▶ **Given problem 1**: List every topic tagged on the Largest Divisible Subset problem page below.

▶ **Excerpt provided**:

Problem Informations

Problem Index: 368
Problem Link: Largest Divisible Subset
Topics: Array, Math, Dynamic Programming, Sorting

Problem Description

Given a set of distinct positive integers nums, return the largest subset answer such that every pair (answer[i], answer[j]) of elements in this subset satisfies:

answer[i] % answer[j] == 0, or
answer[j] % answer[i] == 0

If there are multiple solutions, return any of them.

Example 1:

Input: nums = [1,2,3]
Output: [1,2]
Explanation: [1,3] is also accepted.

Example 2:

Input: nums = [1,2,4,8]
Output: [1,2,4,8]

Constraints:

$1 \leq nums.length \leq 1000$
$1 \leq nums[i] \leq 2 \times 10^9$
All the integers in nums are unique.

Intuition

The problem requires finding the largest subset of a list of distinct positive integers such that every pair of numbers in the subset satisfies the condition of divisibility. The intuition is to sort the array first, which facilitates checking the divisibility condition because if a number is divisible by another, they must follow an increasing order. Dynamic programming is employed to efficiently compute the sizes of the largest divisible subsets ending at each index, allowing a solution that builds upon previously computed results for smaller indices.

Approach

Sorting: Start by sorting the array. Sorting simplifies the problem as we only need to check divisibility on past numbers rather than having to check both directions.
Dynamic Programming Preparation:
- We initiate a dp array where dp[i] represents the size of the largest divisible subset ending at index i.
- We also initialize a subsets vector of sets to keep track of the actual elements of the subset leading to the largest subset for each number.
Initialize Each Number as a Singleton Subset:
- Initially, each number forms a subset of itself, so dp[i] starts as 1 and each set in subsets starts with the corresponding number.
Dynamic Programming Calculation:
- For each number at index i, check all previous numbers (from index 0 to i-1).

▶ **Exercise material**:

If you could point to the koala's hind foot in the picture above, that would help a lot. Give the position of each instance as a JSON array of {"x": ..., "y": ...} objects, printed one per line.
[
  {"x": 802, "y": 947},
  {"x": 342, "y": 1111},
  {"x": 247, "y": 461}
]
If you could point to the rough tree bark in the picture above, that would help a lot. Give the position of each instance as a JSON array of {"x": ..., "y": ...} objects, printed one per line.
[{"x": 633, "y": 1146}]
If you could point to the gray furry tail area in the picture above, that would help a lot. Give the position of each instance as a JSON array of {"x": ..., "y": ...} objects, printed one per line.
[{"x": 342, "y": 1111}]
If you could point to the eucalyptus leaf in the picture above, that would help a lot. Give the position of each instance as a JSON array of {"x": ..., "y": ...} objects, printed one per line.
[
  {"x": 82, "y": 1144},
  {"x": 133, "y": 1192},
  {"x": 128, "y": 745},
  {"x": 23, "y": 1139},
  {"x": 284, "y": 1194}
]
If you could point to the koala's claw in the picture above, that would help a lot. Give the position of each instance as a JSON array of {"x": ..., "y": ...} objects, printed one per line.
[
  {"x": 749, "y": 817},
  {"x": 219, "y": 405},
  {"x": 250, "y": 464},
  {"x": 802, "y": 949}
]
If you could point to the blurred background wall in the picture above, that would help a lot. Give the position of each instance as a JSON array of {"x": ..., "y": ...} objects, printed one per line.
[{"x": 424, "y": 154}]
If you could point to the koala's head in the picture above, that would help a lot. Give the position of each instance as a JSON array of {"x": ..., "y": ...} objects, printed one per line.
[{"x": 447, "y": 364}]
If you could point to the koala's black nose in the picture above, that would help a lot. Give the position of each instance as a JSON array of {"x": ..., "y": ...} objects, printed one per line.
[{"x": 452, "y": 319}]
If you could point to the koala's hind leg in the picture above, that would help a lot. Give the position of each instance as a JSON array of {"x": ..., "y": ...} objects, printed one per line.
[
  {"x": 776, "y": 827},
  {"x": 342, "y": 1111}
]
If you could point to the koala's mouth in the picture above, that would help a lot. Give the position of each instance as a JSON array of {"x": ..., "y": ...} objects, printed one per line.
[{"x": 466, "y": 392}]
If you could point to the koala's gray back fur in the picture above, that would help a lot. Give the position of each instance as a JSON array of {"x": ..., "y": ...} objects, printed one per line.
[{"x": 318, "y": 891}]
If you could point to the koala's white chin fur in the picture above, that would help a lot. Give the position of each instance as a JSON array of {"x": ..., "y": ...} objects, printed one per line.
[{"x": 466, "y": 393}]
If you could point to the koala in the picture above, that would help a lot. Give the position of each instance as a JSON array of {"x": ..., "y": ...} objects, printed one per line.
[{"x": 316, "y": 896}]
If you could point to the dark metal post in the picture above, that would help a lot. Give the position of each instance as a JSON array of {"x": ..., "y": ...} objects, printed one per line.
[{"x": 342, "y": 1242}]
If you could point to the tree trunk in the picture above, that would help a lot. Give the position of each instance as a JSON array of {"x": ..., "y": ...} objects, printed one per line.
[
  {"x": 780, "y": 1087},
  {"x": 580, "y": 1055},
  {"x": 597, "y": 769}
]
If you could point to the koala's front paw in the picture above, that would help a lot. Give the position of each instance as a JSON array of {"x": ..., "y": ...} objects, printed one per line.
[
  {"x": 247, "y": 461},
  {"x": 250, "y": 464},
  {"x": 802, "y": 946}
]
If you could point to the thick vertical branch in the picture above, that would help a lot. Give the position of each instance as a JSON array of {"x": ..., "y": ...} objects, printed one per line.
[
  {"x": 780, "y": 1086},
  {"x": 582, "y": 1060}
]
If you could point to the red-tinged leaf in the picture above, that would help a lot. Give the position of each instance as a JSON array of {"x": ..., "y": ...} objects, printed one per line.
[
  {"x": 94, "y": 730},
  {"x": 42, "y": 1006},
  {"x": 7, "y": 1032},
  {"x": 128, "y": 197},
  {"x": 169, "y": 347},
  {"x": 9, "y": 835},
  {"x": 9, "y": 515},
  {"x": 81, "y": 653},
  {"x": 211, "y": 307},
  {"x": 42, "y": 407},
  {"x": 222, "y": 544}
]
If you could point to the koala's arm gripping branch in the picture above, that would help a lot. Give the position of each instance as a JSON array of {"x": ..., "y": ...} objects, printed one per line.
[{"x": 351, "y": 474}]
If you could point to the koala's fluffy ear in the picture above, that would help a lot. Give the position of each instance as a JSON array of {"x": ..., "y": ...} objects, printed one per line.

▶ **Given problem 2**: Pull out each line of the rows above that contains the string "tree".

▶ **Finished answer 1**:
Array
Math
Dynamic Programming
Sorting

▶ **Finished answer 2**:
If you could point to the rough tree bark in the picture above, that would help a lot. Give the position of each instance as a JSON array of {"x": ..., "y": ...} objects, printed one per line.
If you could point to the tree trunk in the picture above, that would help a lot. Give the position of each instance as a JSON array of {"x": ..., "y": ...} objects, printed one per line.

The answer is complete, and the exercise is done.